Restate the records in their entirety, word for word.

> **INFORMATION PROVIDED**:

Start of Block

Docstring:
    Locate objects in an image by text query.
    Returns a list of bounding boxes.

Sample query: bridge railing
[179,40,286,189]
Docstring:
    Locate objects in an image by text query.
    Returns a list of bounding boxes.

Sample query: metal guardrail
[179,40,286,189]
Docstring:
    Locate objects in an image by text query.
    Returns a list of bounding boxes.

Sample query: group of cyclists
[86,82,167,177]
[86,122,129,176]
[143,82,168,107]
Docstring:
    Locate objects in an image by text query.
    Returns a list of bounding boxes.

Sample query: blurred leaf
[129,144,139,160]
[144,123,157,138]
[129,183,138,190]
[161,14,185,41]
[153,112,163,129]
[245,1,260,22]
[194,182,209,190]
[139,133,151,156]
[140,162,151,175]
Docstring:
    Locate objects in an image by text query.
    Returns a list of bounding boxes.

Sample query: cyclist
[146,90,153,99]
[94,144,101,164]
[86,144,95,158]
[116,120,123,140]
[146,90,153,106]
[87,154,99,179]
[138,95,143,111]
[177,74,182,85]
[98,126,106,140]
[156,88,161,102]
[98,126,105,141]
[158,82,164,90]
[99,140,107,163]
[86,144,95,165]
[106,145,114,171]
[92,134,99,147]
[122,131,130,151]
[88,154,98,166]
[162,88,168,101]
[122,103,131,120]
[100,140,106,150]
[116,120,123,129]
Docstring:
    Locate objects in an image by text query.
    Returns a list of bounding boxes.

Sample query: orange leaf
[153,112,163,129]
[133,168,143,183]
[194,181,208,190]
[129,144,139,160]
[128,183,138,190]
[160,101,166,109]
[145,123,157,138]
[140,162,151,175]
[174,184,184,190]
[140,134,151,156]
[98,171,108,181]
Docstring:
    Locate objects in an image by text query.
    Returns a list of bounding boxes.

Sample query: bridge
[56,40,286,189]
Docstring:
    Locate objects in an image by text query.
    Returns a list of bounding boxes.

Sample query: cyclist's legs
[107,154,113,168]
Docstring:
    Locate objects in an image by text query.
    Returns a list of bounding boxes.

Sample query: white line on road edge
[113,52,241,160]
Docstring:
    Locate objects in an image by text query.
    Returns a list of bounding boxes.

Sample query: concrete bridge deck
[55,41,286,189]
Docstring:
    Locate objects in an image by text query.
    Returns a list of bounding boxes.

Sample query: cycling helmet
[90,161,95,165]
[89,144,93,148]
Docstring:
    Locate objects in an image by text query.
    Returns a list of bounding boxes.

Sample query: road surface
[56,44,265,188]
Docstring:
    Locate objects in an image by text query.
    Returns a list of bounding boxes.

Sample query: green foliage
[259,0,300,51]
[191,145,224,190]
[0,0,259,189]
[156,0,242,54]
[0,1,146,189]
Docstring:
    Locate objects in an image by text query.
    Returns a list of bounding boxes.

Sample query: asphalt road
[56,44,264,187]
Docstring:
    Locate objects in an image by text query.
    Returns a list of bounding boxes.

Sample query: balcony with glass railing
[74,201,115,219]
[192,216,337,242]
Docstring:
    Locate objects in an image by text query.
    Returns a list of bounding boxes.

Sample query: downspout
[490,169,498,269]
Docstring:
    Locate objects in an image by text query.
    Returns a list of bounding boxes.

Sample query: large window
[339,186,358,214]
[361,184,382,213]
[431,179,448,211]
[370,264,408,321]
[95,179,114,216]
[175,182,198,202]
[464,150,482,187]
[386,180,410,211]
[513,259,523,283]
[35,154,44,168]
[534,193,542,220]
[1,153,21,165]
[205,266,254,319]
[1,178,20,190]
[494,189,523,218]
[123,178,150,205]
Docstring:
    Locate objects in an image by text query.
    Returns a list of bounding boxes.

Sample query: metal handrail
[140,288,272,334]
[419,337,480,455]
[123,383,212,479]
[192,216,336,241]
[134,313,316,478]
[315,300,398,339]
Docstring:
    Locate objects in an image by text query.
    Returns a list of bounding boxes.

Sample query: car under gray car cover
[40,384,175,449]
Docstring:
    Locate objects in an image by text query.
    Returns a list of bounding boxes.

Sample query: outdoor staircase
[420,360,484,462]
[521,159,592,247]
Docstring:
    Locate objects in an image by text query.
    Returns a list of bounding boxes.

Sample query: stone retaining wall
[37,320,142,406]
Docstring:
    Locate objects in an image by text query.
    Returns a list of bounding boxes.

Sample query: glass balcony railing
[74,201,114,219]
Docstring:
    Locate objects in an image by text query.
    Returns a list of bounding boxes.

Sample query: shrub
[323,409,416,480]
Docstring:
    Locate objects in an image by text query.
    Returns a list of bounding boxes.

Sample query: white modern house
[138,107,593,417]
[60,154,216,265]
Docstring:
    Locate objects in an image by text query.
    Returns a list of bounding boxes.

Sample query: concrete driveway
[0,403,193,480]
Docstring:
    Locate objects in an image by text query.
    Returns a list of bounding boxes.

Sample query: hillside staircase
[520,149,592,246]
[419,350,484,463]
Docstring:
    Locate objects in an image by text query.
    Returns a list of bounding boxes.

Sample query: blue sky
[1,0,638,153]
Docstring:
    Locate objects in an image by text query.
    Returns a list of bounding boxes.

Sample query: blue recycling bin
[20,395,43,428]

End of Block

> **ANSWER SPACE**:
Docstring:
    Locate objects in an image by text query.
    Returns a list of bounding boxes.

Sample query: bridge railing
[179,40,286,189]
Docstring:
    Locate objects in an image by text query.
    Returns a list of bounding boxes.

Sample query: metal guardrail
[179,40,286,189]
Docstring:
    Locate objects in an image by text query.
    Returns a list of bounding boxes.

Sample query: group of cyclists
[86,82,167,177]
[86,122,129,176]
[143,82,168,107]
Docstring:
    Locate objects in an image by text query.
    Returns a list of bounding boxes.

Sample query: blurred leaf
[129,144,139,160]
[144,123,157,138]
[129,183,138,190]
[161,14,185,41]
[153,112,163,129]
[245,1,260,22]
[194,182,209,190]
[139,133,151,156]
[140,162,151,175]
Docstring:
    Locate objects in an image by text query.
    Returns a list of bounding boxes.

Sample query: cyclist
[146,90,153,99]
[94,144,101,164]
[86,144,95,158]
[116,120,123,140]
[146,90,153,106]
[87,154,99,179]
[138,95,143,111]
[177,74,182,85]
[98,126,106,140]
[156,88,161,102]
[98,126,105,141]
[158,82,164,90]
[99,140,107,163]
[86,144,95,165]
[106,145,114,171]
[92,134,99,147]
[122,131,130,151]
[88,154,98,166]
[162,88,168,101]
[122,103,131,120]
[100,140,106,150]
[116,120,123,129]
Docstring:
    Locate objects in an image by text query.
    Returns a list of bounding boxes.

Sample query: orange leaf
[153,112,163,129]
[133,168,143,183]
[194,181,208,190]
[129,144,139,160]
[128,183,138,190]
[160,101,166,109]
[145,123,157,138]
[140,162,151,175]
[174,184,184,190]
[140,134,151,156]
[98,171,108,181]
Docstring:
    Locate objects in an image by text query.
    Returns a list of bounding boxes.

Sample query: bridge
[56,40,286,189]
Docstring:
    Locate objects in an image by text query.
    Returns a list of bounding boxes.

Sample query: cyclist's legs
[107,154,113,168]
Docstring:
    Locate objects in an image by text query.
    Returns a list of bounding boxes.

Sample query: white line on road edge
[113,52,241,160]
Docstring:
    Locate objects in an image by text query.
    Returns a list of bounding boxes.

Sample query: concrete bridge deck
[55,41,286,189]
Docstring:
    Locate objects in an image by text query.
    Returns a list of bounding boxes.

Sample query: cycling helmet
[90,161,95,165]
[89,144,93,148]
Docstring:
    Locate objects in an image by text query.
    Returns a list of bounding boxes.

Sample query: road surface
[56,44,265,188]
Docstring:
    Locate objects in an image by text query.
    Returns a list of bounding boxes.

Sample query: green foliage
[259,0,300,51]
[191,145,224,190]
[0,0,259,189]
[156,0,242,54]
[0,1,146,189]
Docstring:
    Locate objects in an image by text query.
    Returns a list of bounding boxes.

Sample query: asphalt road
[56,44,264,187]
Docstring:
    Locate objects in an image by text query.
    Returns a list of bounding boxes.

Sample query: balcony with glass railing
[74,201,115,219]
[192,216,337,242]
Docstring:
    Locate objects in an image by text query.
    Returns a list of bounding boxes.

Sample query: downspout
[490,169,498,269]
Docstring:
    Locate objects in an image by text query.
    Returns a list of bounding boxes.

Sample query: large window
[339,186,358,214]
[361,184,382,213]
[431,179,448,211]
[370,264,408,321]
[95,179,114,216]
[175,182,198,202]
[464,150,482,187]
[386,180,410,211]
[513,259,523,283]
[35,154,44,168]
[534,193,542,220]
[1,153,21,165]
[205,266,254,319]
[1,178,20,190]
[494,189,523,218]
[123,178,150,205]
Docstring:
    Locate objects in an image by text query.
    Returns a list of bounding boxes.

Sample query: metal handrail
[140,288,272,334]
[419,337,480,455]
[123,383,212,479]
[192,216,336,241]
[134,313,316,478]
[315,300,398,339]
Docstring:
    Locate objects in an image by text query.
    Returns a list of bounding boxes.

Sample query: car under gray car cover
[40,384,175,449]
Docstring:
    Locate objects in an image by text query.
    Returns a list of bounding boxes.

Sample query: outdoor staircase
[420,360,484,462]
[521,159,592,247]
Docstring:
    Locate objects in an image by text query.
    Returns a list of bounding boxes.

Sample query: stone retaining wall
[37,320,142,406]
Docstring:
    Locate objects in an image by text query.
    Returns a list of bounding boxes.

Sample query: glass balcony railing
[74,201,114,219]
Docstring:
    Locate objects in an image by text query.
    Returns a list of bounding boxes.

Sample query: shrub
[323,409,416,480]
Docstring:
    Locate objects in an image by text query.
    Returns a list of bounding boxes.

Sample query: white modern house
[138,107,593,417]
[60,154,216,265]
Docstring:
    Locate objects in an image by text query.
    Returns a list of bounding boxes.

Sample query: concrete driveway
[0,403,193,480]
Docstring:
    Locate objects in an image by text query.
    Returns a list of bounding boxes.

Sample query: hillside staircase
[520,149,592,246]
[419,350,484,463]
Docstring:
    Locate objects in an image by text query.
    Returns a list of bounding boxes.

Sample query: blue sky
[1,0,638,153]
Docstring:
    Locate objects in an image by text query.
    Returns a list of bounding boxes.

Sample query: blue recycling bin
[20,395,43,428]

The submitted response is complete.